*** Block opens ***
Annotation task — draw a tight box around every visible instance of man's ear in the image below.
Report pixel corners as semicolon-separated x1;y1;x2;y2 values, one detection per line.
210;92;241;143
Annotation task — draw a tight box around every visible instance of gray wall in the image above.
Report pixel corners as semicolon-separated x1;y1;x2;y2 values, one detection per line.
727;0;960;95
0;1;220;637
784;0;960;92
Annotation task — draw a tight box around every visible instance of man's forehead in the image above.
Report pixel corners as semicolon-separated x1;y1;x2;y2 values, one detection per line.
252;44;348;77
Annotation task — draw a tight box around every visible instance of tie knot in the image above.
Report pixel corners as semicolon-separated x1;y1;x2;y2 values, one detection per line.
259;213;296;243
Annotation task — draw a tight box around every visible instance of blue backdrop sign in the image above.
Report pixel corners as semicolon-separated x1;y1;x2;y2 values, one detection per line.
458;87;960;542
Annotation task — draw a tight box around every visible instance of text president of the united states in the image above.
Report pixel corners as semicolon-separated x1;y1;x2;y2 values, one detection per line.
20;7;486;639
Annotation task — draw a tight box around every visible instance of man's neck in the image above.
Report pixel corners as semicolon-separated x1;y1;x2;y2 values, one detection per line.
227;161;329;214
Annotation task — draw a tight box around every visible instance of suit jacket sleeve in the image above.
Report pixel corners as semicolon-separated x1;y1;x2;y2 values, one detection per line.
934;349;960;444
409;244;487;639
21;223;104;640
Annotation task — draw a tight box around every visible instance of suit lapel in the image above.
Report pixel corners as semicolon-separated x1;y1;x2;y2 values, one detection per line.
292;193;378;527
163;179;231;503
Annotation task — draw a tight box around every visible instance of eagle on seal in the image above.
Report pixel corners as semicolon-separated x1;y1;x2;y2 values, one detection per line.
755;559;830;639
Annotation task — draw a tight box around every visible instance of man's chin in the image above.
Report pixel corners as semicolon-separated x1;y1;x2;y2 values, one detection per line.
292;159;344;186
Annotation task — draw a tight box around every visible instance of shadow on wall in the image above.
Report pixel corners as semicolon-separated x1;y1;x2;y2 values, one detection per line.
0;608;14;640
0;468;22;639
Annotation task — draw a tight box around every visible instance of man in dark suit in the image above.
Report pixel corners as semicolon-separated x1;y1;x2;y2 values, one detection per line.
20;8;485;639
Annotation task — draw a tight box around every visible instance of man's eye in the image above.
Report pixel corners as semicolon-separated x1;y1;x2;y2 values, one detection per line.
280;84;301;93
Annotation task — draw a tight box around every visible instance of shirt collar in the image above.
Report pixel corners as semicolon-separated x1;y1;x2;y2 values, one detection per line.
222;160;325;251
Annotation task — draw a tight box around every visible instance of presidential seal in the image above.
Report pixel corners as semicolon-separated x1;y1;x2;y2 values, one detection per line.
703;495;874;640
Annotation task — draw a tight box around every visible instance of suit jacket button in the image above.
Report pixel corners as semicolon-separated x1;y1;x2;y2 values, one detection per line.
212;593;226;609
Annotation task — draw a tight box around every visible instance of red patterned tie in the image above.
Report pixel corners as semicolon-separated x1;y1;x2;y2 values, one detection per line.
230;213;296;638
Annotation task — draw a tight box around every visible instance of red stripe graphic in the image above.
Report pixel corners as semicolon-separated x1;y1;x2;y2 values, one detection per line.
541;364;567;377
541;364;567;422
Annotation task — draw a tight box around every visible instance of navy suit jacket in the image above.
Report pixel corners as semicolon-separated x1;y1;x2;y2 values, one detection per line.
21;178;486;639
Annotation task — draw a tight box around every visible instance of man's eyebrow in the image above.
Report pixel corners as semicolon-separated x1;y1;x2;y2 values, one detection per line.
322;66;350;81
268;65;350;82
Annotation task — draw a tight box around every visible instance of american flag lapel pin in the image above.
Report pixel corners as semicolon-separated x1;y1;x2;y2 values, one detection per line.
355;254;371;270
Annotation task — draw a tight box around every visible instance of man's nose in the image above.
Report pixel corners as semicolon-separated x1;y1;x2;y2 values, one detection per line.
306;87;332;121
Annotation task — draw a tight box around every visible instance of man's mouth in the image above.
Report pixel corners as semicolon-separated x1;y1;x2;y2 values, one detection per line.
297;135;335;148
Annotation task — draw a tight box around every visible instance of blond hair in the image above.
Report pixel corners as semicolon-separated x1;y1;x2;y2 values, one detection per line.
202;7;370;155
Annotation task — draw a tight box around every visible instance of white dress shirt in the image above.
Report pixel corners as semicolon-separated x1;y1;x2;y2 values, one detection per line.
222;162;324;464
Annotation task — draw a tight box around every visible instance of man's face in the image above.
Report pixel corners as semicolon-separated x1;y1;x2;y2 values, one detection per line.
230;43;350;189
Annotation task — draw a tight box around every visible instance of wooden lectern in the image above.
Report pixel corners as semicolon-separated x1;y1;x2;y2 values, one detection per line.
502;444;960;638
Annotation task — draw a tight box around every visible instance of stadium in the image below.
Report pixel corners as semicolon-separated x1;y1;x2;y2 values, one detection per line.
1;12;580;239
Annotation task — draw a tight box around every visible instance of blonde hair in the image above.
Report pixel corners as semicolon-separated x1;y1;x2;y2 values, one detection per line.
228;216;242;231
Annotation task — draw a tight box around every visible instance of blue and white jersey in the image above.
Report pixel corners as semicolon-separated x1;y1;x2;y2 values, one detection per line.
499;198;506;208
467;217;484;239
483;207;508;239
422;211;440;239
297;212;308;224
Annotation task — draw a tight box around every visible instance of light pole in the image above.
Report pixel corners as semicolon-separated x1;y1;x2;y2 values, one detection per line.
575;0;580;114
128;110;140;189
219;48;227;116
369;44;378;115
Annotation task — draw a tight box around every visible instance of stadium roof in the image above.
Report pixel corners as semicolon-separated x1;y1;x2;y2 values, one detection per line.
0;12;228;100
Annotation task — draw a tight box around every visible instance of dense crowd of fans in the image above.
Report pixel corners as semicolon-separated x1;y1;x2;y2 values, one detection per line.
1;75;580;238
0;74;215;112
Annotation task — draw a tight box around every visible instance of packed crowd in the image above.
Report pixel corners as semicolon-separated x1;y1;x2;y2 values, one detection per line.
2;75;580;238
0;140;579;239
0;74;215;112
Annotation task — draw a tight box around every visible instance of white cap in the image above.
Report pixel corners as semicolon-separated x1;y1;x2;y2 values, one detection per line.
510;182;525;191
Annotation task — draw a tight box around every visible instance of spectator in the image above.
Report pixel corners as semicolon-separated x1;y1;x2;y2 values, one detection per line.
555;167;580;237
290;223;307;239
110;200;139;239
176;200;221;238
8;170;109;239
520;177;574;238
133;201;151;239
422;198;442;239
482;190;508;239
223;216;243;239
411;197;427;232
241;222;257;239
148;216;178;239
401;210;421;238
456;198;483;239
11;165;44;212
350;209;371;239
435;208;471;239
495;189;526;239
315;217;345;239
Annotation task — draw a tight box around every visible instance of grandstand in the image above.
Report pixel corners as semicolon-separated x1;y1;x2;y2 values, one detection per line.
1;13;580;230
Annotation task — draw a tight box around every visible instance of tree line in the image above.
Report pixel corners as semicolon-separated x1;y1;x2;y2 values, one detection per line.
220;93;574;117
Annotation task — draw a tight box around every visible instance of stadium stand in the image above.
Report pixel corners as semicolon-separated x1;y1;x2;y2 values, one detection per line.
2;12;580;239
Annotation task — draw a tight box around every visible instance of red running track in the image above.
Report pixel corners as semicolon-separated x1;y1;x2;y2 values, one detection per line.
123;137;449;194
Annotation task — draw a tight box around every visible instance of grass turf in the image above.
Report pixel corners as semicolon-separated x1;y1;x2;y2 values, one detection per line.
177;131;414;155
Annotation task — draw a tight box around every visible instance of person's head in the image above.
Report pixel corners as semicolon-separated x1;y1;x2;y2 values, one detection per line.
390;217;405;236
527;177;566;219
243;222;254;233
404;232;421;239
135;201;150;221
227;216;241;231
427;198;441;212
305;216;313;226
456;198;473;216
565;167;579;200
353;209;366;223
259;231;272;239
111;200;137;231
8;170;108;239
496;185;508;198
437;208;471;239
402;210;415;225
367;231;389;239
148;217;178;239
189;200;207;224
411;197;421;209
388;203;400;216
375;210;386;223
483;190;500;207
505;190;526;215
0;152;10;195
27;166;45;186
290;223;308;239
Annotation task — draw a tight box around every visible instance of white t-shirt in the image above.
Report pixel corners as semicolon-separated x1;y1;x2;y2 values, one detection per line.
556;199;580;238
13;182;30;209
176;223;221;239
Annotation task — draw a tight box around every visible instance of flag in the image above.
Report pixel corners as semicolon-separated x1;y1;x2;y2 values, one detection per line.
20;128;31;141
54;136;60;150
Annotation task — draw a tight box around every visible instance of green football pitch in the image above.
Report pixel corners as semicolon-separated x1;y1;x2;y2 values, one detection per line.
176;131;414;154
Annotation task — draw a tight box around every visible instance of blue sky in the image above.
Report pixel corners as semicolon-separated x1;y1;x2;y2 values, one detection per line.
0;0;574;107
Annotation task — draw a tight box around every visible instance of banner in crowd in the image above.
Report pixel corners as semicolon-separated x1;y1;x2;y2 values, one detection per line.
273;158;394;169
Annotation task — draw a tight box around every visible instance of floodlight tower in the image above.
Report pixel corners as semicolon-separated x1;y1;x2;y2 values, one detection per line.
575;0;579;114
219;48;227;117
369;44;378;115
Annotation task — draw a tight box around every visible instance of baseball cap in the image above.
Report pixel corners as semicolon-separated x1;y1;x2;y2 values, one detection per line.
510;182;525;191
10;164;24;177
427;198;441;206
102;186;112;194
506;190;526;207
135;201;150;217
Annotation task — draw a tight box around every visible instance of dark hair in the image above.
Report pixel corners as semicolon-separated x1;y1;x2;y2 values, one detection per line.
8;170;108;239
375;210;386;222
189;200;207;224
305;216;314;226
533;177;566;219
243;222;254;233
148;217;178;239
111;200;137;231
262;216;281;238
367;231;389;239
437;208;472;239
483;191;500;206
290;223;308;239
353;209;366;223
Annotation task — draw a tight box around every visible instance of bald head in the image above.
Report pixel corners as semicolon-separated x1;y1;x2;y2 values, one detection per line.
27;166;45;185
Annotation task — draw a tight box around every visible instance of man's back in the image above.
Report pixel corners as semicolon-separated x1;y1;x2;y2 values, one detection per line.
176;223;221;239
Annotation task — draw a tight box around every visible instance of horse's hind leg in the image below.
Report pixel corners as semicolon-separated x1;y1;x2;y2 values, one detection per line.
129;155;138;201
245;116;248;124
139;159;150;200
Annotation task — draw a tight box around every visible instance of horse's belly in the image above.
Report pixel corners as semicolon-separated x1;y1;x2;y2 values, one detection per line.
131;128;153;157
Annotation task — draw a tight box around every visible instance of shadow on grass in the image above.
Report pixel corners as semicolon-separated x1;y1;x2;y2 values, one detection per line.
*** Block closes ***
• Task to carry out:
Retype exactly the lines from the one containing "belly in the image above." through the end of the data. Add nothing.

• Written solution:
Annotation task — draw a tight box around every visible instance of horse's belly in the image above.
Report pixel corners as semicolon-separated x1;y1;x2;y2 values, one detection per line.
131;128;153;157
Annotation task — draw a tight box around every visible instance of shadow on grass in the image above.
Report pixel corners as semicolon-separated x1;y1;x2;y2 values, one detection per line.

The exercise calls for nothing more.